### Task prompt
Copy every row below word for word, without changing anything.
— Start Data shown —
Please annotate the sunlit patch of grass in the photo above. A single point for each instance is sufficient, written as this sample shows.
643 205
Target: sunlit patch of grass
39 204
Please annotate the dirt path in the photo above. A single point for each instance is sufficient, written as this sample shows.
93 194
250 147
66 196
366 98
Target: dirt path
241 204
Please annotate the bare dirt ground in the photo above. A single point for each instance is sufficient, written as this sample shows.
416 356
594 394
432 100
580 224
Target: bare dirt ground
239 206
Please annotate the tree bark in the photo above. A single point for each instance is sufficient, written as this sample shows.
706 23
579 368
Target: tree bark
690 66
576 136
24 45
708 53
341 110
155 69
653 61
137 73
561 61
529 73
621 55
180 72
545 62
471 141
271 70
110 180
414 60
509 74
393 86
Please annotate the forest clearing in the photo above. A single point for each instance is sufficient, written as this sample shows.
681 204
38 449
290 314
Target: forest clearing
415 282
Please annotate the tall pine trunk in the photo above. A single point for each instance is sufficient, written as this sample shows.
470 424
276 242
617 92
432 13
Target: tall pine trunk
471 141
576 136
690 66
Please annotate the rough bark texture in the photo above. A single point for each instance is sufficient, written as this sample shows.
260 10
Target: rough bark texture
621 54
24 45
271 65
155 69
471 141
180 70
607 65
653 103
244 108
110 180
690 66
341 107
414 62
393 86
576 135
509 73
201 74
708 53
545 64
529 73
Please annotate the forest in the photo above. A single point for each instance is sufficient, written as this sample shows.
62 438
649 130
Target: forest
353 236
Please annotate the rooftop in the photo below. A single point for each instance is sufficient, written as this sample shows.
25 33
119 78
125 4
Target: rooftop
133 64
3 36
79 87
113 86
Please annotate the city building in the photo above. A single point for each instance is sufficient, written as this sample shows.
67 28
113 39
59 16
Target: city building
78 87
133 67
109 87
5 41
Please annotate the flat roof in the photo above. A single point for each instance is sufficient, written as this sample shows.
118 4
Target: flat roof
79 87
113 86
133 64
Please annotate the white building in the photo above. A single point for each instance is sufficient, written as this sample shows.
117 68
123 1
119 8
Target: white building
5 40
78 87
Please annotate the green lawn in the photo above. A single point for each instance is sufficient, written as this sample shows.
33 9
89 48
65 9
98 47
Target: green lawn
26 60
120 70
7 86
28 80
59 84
— End Data shown —
### Task output
Please annotate the sunlit patch of grass in the photo above. A single point for each instance is sufficient, written as this sample shows.
643 205
Target: sunlit patch of grass
39 204
Please annotate the dirt path in the photo above. A single point for each instance is sufficient, written as this sample shows.
93 194
250 147
66 196
366 98
Target: dirt path
241 204
Please annotate the bare dirt ground in the photo above. A single point for each instance is sufficient, written as this sample shows.
416 356
594 394
432 100
580 224
Target: bare dirt ground
239 206
Please annotate the tree bark in the photo above. A single point for each instance is sufficient, written as this sample shows.
706 23
579 368
Target: tree bark
690 66
576 136
24 45
708 53
341 110
155 69
653 61
137 73
561 61
529 73
621 55
180 72
545 62
471 141
271 70
110 180
414 60
509 74
393 86
Please annotate the forest clearing in the photo above. A single point for each instance is sufficient, written as this sample shows.
681 204
38 449
290 314
Target: forest clearing
415 282
Please annotate the tall pine trunk in the photo above. A single point for each instance is sufficient, written as this sample shows.
470 424
276 242
617 92
432 13
Target: tall pine trunk
471 141
576 136
690 66
Please annotate the rough bark texture in the photo above. A single point for each instance is sufficient, written as this sample shows.
260 10
Target: rough bark texture
621 54
24 45
271 65
155 69
471 141
180 70
607 65
653 103
244 108
110 180
690 66
341 107
414 62
393 86
576 135
509 73
201 74
708 53
545 64
529 73
Please annotate the forest in the photo above. A single point for each instance is sufficient, written as this sample shows.
62 438
649 130
Target: forest
353 236
Please annotate the rooftop in the photo below. A single point for each instance is sufficient, written as this sample shows.
25 33
119 78
125 4
Target: rooftop
133 64
3 36
79 87
113 86
Please annotate the city building in the photo above. A single point for each instance is sufficient, written as this sample shows.
67 28
113 39
59 16
Target: city building
78 87
133 67
109 87
5 41
Please annotate the flat roof in the photo above. A single point for each instance is sufficient, written as this sample shows.
118 4
Target: flat roof
79 87
113 86
133 64
Please annotate the white building in the photo above. A single point for each instance is sufficient, written as this sample shows.
117 68
123 1
119 8
Target: white building
5 40
78 87
Please annotate the green lawn in the photo above. A single point for each instance is sufficient, written as this sample shows.
33 9
89 48
65 9
98 47
Target: green lawn
26 60
120 70
7 86
28 80
59 84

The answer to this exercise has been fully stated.